In the text below on Hong Kong's financial resources rules, where are the haircut percentages for different types of securities and investments set out?

====== PASSAGE ======

Securities & Futures Commission of Hong Kong

Financial resources rules and financial return

A. General

Q1:

What is liquid capital?

A:

Liquid capital is one kind of the financial resources that a licensed corporation is required to maintain under the rules. It is the amount by which a licensed corporation’s liquid assets exceeds its ranking liabilities.  

Section reference: 2

Q2:

What is required liquid capital?

A:

Required liquid capital is the minimum amount of liquid capital that a licensed corporation must have in order to comply with the financial resources requirement under the rules. A licensed corporation’s required liquid capital is determined by reference to a fixed amount applicable to the type of regulated activities for which it is licensed and to a variable parameter called “variable required liquid capital”, the calculation of which is defined in section 2 of the Rules.

Section reference: 2

Q3:

What are liquid assets?

A:

A licensed corporation’s liquid assets are the amount of assets that it is required to include in the calculation of its liquid capital. The values of such assets are subject to adjustments to cater for factors such as illiquidity and credit risks. The description and valuation of such assets are prescribed under Division 3 of Part 4 of the Rules. 

Section reference: 2

Q4:

What are ranking liabilities?

A:

A licensed corporation’s ranking liabilities are the sum of the liabilities on its balance-sheet and adjustments to cater for such factors such as market risks and contingency. The description and calculation of such liabilities and adjustments are prescribed under Division 4 of Part 4 of the Rules. 

Section reference: 2

Q5:

What is a “haircut amount”?

A:

A haircut amount is an amount calculated as a certain percentage of the market value of securities or other investments. It is used to calculate a risk adjustment to cater for market risks of house positions or collateral for the purposes of liquid capital computation. The percentage mentioned above is called the “haircut percentage”. The haircut percentages for different types of securities and investments are set out in Schedule 2 of the Rules.

Section reference: 2

Q6:

The Rules allow a licensed corporation to make certain elections in its calculation of liquid capital. Can the licensed corporation withdraw its election afterwards?

A:

Licensed corporations are bound by an election previously made under the Rules but they can apply in writing to the SFC for approval of the withdrawal of such election.  A licensed corporation should continue to follow its elections until such time as the SFC has approved their withdrawal.

Section reference: 58(5)(g) and 59

Q7:

What is the consequence of failure to maintain the financial resources required under the Rules?

A:

Under section 146(1) of the SFO, a licensed corporation which becomes aware of its inability to maintain or to ascertain whether it maintains, the amount of financial resources required of it under the Rules shall notify the SFC in writing as soon as practicable and immediately cease carrying on regulated activity otherwise than for the purpose of completing such transactions as the SFC may permit. However, the SFC may permit such licensed corporation to carry on business subject to any conditions it may impose.  If the licensed corporation fails to comply with the above, it will be subject to a fine or imprisonment.

====== RECORDED DATA ======

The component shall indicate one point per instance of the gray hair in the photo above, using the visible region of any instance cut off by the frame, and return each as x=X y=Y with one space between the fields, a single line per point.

======

• THE COMPLETED TASK
Schedule 2 of the Rules